Source data Start Marker

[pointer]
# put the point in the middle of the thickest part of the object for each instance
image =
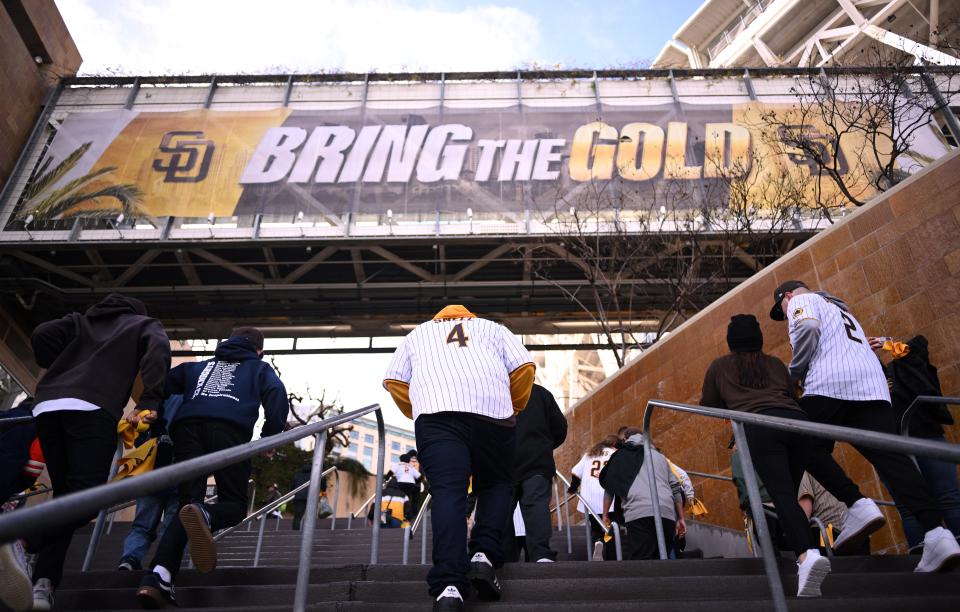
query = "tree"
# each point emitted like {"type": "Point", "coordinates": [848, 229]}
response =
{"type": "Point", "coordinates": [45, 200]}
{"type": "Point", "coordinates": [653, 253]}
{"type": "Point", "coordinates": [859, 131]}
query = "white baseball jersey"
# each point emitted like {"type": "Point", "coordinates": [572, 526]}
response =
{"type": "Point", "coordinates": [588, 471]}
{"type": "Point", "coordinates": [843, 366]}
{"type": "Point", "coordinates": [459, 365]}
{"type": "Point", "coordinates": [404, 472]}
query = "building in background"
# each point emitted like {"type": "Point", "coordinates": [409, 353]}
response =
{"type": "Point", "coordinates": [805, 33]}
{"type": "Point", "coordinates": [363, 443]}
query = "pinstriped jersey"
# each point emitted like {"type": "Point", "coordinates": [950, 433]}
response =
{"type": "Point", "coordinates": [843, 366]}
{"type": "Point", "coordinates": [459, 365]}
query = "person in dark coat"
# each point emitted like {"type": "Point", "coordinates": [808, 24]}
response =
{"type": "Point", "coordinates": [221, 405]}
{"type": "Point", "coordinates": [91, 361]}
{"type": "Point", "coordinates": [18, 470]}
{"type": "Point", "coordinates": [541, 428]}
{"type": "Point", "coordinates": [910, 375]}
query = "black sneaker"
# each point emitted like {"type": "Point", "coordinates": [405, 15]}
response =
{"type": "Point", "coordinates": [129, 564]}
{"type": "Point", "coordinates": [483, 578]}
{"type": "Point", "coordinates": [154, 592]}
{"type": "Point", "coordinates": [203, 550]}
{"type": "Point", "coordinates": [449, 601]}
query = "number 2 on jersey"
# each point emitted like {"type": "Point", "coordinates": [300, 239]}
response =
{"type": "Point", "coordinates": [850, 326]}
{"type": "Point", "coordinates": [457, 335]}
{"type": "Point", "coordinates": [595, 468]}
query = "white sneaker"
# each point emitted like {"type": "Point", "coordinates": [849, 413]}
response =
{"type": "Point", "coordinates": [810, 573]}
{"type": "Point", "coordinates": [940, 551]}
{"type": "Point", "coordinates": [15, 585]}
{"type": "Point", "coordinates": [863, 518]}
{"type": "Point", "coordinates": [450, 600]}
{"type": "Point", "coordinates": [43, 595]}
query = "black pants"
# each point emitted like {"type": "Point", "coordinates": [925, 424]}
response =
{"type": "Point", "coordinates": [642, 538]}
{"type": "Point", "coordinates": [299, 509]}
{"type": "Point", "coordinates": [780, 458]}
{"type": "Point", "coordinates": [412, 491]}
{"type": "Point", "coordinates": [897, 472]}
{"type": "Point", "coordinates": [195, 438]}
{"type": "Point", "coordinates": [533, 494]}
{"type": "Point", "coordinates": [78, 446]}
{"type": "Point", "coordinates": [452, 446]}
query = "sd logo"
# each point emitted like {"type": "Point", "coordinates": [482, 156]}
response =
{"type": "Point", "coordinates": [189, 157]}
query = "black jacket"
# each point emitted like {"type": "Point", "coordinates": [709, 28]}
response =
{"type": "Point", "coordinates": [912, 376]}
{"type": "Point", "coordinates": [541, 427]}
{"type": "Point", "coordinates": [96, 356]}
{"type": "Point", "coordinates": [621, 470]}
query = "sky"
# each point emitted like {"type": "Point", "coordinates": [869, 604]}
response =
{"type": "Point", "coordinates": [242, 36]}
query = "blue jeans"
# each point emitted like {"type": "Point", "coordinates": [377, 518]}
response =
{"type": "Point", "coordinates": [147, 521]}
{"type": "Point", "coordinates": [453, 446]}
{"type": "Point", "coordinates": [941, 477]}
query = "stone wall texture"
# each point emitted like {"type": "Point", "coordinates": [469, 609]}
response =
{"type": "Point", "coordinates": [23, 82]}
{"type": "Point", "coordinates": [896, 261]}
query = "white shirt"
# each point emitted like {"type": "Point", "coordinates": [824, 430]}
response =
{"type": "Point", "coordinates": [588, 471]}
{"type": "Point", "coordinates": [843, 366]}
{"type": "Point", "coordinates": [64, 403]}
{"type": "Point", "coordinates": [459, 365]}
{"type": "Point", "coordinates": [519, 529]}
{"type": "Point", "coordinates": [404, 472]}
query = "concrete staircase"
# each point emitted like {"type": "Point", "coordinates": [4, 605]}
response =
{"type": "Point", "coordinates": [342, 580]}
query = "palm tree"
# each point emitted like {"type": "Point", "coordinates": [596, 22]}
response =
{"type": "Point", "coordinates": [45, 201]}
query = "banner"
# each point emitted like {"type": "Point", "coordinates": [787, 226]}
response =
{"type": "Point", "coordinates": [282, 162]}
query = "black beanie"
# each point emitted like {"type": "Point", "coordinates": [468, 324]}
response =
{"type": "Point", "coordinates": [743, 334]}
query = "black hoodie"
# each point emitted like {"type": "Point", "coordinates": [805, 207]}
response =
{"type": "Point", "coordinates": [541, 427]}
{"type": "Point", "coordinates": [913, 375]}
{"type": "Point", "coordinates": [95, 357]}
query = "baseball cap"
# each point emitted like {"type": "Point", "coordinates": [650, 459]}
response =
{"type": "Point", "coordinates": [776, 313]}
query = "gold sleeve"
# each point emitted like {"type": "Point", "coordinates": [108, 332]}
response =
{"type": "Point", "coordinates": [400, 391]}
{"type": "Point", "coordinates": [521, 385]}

Source data End Marker

Repeat all of the entries word for word, but omit the pictures.

[pointer]
# put the point in the middle of the thickest part of the object for each instance
image =
query = "tree"
# each point emitted like {"type": "Point", "coordinates": [848, 229]}
response =
{"type": "Point", "coordinates": [45, 200]}
{"type": "Point", "coordinates": [653, 253]}
{"type": "Point", "coordinates": [859, 131]}
query = "white baseball jersey"
# each point emitted like {"type": "Point", "coordinates": [572, 526]}
response =
{"type": "Point", "coordinates": [588, 471]}
{"type": "Point", "coordinates": [843, 366]}
{"type": "Point", "coordinates": [459, 365]}
{"type": "Point", "coordinates": [404, 472]}
query = "building in background"
# each point emitted like {"type": "Point", "coordinates": [409, 353]}
response =
{"type": "Point", "coordinates": [805, 33]}
{"type": "Point", "coordinates": [363, 443]}
query = "pinstriped jersey"
# each point emitted like {"type": "Point", "coordinates": [950, 433]}
response =
{"type": "Point", "coordinates": [843, 366]}
{"type": "Point", "coordinates": [459, 365]}
query = "person in dark coat"
# each point emitted like {"type": "Point", "coordinates": [808, 24]}
response =
{"type": "Point", "coordinates": [221, 405]}
{"type": "Point", "coordinates": [91, 361]}
{"type": "Point", "coordinates": [18, 470]}
{"type": "Point", "coordinates": [541, 428]}
{"type": "Point", "coordinates": [910, 375]}
query = "black sneaker"
# each point emitted like {"type": "Point", "coordinates": [405, 15]}
response =
{"type": "Point", "coordinates": [129, 564]}
{"type": "Point", "coordinates": [483, 578]}
{"type": "Point", "coordinates": [154, 592]}
{"type": "Point", "coordinates": [203, 550]}
{"type": "Point", "coordinates": [449, 601]}
query = "number 2 on jersey"
# each point emitted like {"type": "Point", "coordinates": [300, 239]}
response =
{"type": "Point", "coordinates": [850, 326]}
{"type": "Point", "coordinates": [457, 335]}
{"type": "Point", "coordinates": [595, 468]}
query = "white sneaker"
# each point emitted like {"type": "Point", "coordinates": [849, 413]}
response =
{"type": "Point", "coordinates": [810, 573]}
{"type": "Point", "coordinates": [940, 551]}
{"type": "Point", "coordinates": [15, 585]}
{"type": "Point", "coordinates": [863, 518]}
{"type": "Point", "coordinates": [450, 600]}
{"type": "Point", "coordinates": [43, 595]}
query = "black pants"
# each point emitted like {"type": "Point", "coordinates": [925, 424]}
response =
{"type": "Point", "coordinates": [642, 538]}
{"type": "Point", "coordinates": [299, 509]}
{"type": "Point", "coordinates": [780, 458]}
{"type": "Point", "coordinates": [412, 491]}
{"type": "Point", "coordinates": [897, 472]}
{"type": "Point", "coordinates": [195, 438]}
{"type": "Point", "coordinates": [533, 494]}
{"type": "Point", "coordinates": [78, 446]}
{"type": "Point", "coordinates": [452, 446]}
query = "sd logo"
# each point emitted like {"type": "Point", "coordinates": [482, 156]}
response =
{"type": "Point", "coordinates": [189, 157]}
query = "black jacket"
# each point emitted like {"type": "Point", "coordinates": [709, 28]}
response =
{"type": "Point", "coordinates": [912, 376]}
{"type": "Point", "coordinates": [541, 427]}
{"type": "Point", "coordinates": [96, 356]}
{"type": "Point", "coordinates": [621, 470]}
query = "sky"
# each point emitted like {"type": "Point", "coordinates": [869, 604]}
response =
{"type": "Point", "coordinates": [242, 36]}
query = "blue jeans"
# each point emitted like {"type": "Point", "coordinates": [377, 518]}
response =
{"type": "Point", "coordinates": [147, 521]}
{"type": "Point", "coordinates": [453, 446]}
{"type": "Point", "coordinates": [941, 477]}
query = "stone wall texture"
# each point emitted like {"type": "Point", "coordinates": [469, 609]}
response =
{"type": "Point", "coordinates": [23, 82]}
{"type": "Point", "coordinates": [896, 261]}
query = "white shirt"
# each point emitted like {"type": "Point", "coordinates": [824, 430]}
response =
{"type": "Point", "coordinates": [588, 471]}
{"type": "Point", "coordinates": [843, 366]}
{"type": "Point", "coordinates": [64, 403]}
{"type": "Point", "coordinates": [459, 365]}
{"type": "Point", "coordinates": [519, 529]}
{"type": "Point", "coordinates": [404, 472]}
query = "concrete staircase"
# each point emitted like {"type": "Point", "coordinates": [4, 605]}
response =
{"type": "Point", "coordinates": [342, 580]}
query = "palm tree"
# each point emitted like {"type": "Point", "coordinates": [596, 22]}
response =
{"type": "Point", "coordinates": [45, 201]}
query = "banner"
# each point emitted like {"type": "Point", "coordinates": [787, 226]}
response =
{"type": "Point", "coordinates": [282, 162]}
query = "black beanie"
# each point emitted like {"type": "Point", "coordinates": [468, 324]}
response =
{"type": "Point", "coordinates": [743, 334]}
query = "black hoodie"
# each point emitted like {"type": "Point", "coordinates": [805, 207]}
response =
{"type": "Point", "coordinates": [541, 427]}
{"type": "Point", "coordinates": [913, 375]}
{"type": "Point", "coordinates": [95, 357]}
query = "baseball cap"
# each point emitted like {"type": "Point", "coordinates": [650, 459]}
response =
{"type": "Point", "coordinates": [776, 313]}
query = "gold sleeve"
# each point emitted like {"type": "Point", "coordinates": [108, 332]}
response =
{"type": "Point", "coordinates": [400, 391]}
{"type": "Point", "coordinates": [521, 385]}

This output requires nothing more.